• Task: The output is the lines below from the one with "Annotation task — tag each instance of the white batting" through the one with "Annotation task — tag each instance of the jersey", both included, printed exactly and with no other line.

• Available data:
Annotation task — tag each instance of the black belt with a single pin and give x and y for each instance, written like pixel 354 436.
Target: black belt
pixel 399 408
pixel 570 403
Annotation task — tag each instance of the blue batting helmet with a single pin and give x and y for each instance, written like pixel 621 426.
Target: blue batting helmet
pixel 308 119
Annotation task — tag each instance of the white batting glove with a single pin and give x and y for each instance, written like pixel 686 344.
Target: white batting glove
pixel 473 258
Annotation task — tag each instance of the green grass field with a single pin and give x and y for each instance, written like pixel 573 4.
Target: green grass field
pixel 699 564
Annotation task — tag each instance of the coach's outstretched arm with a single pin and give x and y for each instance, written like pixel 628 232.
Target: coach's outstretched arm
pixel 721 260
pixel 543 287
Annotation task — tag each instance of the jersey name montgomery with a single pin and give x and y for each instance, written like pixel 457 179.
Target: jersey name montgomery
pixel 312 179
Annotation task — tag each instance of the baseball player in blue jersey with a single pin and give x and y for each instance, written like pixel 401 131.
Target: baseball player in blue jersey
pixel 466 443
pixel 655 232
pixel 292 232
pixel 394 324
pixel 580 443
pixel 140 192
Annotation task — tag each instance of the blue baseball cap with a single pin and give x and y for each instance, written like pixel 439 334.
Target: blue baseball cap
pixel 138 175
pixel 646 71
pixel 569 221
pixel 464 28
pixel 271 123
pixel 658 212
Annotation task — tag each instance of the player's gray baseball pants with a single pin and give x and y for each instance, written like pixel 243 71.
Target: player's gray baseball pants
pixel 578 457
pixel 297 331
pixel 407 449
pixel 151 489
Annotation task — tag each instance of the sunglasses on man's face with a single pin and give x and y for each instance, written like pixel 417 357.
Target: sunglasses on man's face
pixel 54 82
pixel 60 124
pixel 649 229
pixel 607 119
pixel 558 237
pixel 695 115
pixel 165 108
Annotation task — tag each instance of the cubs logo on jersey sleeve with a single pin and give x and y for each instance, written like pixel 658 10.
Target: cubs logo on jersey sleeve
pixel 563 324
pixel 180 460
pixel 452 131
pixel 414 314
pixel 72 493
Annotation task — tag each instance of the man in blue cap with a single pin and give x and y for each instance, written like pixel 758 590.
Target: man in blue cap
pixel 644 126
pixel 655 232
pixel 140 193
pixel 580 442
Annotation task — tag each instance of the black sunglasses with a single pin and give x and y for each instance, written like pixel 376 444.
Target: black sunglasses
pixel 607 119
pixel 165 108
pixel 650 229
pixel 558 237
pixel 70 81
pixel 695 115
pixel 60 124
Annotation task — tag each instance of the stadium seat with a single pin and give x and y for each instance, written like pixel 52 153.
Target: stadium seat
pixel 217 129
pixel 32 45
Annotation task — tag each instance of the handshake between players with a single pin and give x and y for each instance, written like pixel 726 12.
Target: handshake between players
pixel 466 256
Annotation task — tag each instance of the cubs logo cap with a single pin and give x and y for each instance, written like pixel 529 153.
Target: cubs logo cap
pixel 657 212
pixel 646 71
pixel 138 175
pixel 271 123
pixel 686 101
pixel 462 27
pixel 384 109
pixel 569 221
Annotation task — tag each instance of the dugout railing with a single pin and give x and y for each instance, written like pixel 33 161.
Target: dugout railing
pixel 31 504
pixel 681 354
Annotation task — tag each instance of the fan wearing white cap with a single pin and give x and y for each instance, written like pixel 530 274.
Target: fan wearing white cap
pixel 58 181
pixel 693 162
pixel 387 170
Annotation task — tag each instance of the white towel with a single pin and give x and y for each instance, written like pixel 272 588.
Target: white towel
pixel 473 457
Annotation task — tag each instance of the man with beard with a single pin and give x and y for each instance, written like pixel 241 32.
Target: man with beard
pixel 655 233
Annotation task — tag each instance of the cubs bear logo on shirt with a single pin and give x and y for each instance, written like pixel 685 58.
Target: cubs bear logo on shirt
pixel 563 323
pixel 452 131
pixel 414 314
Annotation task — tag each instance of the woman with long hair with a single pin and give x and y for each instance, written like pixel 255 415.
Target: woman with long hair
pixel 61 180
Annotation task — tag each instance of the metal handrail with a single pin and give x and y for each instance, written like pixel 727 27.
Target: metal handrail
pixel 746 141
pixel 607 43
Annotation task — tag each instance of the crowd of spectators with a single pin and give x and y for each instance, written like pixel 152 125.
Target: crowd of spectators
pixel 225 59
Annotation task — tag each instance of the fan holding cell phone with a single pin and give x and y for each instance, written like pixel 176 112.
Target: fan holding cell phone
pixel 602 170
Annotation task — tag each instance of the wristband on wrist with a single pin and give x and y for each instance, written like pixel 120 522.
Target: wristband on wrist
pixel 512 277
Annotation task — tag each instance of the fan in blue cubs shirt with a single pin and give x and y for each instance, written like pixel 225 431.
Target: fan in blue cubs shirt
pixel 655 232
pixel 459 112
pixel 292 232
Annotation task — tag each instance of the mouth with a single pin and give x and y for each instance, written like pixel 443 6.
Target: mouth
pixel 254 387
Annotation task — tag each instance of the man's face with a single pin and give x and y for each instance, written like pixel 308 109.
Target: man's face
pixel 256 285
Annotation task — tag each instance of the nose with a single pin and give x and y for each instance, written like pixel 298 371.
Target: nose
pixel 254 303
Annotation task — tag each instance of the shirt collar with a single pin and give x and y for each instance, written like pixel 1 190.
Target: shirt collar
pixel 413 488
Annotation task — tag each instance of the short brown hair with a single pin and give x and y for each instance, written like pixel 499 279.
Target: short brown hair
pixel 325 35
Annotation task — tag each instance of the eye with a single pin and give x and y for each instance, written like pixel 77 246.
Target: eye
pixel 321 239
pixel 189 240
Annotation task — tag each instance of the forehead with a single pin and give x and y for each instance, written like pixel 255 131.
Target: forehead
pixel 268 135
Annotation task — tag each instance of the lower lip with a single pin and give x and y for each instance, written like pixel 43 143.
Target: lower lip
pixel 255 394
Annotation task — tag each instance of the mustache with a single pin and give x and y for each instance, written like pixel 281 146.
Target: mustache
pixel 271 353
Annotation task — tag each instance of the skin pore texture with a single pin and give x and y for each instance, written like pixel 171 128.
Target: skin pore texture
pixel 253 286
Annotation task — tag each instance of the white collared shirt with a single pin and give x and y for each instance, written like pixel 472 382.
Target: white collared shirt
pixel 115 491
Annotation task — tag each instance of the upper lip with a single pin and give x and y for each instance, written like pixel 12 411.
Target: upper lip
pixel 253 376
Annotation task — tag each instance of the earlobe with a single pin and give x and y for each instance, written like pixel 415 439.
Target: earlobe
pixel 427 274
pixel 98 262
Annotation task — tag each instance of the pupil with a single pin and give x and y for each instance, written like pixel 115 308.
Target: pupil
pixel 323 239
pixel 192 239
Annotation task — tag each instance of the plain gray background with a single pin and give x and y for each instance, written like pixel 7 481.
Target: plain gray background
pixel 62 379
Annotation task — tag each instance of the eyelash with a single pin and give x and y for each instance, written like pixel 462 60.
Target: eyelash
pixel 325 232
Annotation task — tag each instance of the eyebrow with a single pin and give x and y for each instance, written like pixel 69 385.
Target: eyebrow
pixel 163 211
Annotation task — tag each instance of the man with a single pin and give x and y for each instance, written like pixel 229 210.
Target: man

• Result for this exercise:
Annotation task — tag each instance of the white batting glove with a single pin and give x and y for each instance, written like pixel 686 344.
Target: white batting glove
pixel 473 258
Annotation task — tag each instance of the green grass field with a single pin and give x and y for each instance, written like pixel 573 4.
Target: green grass field
pixel 699 564
Annotation task — tag each instance of the coach's outstretched arm with a single pin and give x and y for each instance, written like pixel 628 232.
Target: coach's outstretched arm
pixel 721 260
pixel 543 287
Annotation task — tag each instance of the jersey name montgomery with a single pin and give x and y for each instance, written like pixel 457 179.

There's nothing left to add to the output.